**PROBLEM**
Reproduce exactly the lines below, starting at the line that contains "of the white" and ending with the last line of the records, both included; leave out any pictures.

**SUPPLIED RECORDS**
>>

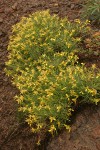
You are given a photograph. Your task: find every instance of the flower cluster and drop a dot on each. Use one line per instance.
(44, 67)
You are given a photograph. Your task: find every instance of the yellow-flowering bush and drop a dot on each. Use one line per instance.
(44, 67)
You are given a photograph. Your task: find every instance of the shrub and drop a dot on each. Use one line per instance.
(44, 67)
(91, 11)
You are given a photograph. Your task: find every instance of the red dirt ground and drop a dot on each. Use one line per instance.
(85, 132)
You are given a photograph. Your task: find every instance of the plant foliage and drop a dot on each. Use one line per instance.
(45, 69)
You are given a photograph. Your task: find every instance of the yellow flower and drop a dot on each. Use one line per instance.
(52, 119)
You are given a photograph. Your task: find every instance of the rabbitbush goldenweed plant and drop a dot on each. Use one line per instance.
(91, 11)
(45, 69)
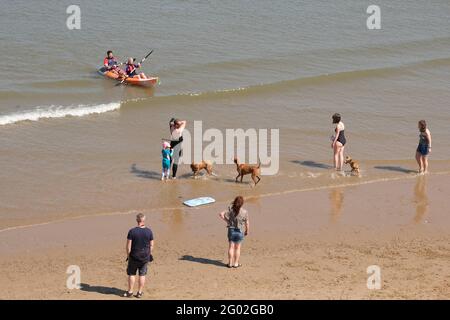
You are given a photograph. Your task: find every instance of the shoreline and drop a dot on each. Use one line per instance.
(322, 240)
(252, 196)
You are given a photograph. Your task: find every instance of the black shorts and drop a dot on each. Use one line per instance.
(135, 266)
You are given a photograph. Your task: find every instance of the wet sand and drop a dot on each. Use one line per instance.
(303, 245)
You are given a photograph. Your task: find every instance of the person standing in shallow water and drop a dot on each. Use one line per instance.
(338, 142)
(424, 147)
(176, 127)
(238, 225)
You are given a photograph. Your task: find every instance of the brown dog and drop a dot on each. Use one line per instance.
(204, 165)
(354, 164)
(244, 169)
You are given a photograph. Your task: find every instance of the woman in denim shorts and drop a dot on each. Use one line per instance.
(238, 226)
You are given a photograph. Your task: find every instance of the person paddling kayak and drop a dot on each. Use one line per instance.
(131, 69)
(111, 64)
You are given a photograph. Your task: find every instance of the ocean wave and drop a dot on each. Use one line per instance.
(46, 112)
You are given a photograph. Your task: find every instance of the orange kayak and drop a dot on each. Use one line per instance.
(151, 81)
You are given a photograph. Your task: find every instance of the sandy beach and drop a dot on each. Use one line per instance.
(303, 245)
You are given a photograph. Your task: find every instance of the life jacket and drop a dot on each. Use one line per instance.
(110, 61)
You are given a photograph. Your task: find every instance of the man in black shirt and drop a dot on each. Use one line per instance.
(139, 253)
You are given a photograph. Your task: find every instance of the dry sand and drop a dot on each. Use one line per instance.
(302, 245)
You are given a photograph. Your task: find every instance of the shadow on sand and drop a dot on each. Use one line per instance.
(203, 261)
(312, 164)
(395, 168)
(102, 290)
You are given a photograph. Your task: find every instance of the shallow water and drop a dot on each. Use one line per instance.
(74, 144)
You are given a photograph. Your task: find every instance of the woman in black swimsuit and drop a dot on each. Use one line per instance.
(339, 142)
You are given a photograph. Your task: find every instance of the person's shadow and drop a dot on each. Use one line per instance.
(312, 164)
(203, 260)
(395, 168)
(145, 173)
(102, 290)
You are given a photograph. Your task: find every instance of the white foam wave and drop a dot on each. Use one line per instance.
(46, 112)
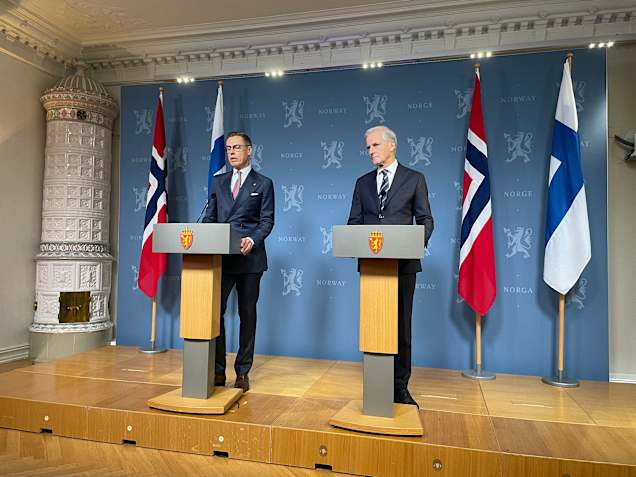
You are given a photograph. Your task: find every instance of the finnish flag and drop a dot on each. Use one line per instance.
(567, 231)
(217, 143)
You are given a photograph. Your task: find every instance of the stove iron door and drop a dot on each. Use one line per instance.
(74, 307)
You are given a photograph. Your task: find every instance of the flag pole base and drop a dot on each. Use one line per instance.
(152, 349)
(560, 380)
(478, 374)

<<

**FULL OUTPUT**
You are given a photograph. Your task: find every instance of the white foam wave and drop a dot on each. Use one line per instance.
(46, 112)
You are given a photograph. Your task: find every instance of the finnish flag and drop a dot on each. Use one line per instance.
(567, 231)
(217, 143)
You are given a photograph. Your task: find every instance of the stove iron door and drop a dot on each. Use one line per instance.
(74, 307)
You are given a photograph. Your task: find every instance of the flag pole base and drop a dot on each. Use one line per instance.
(152, 349)
(560, 380)
(478, 374)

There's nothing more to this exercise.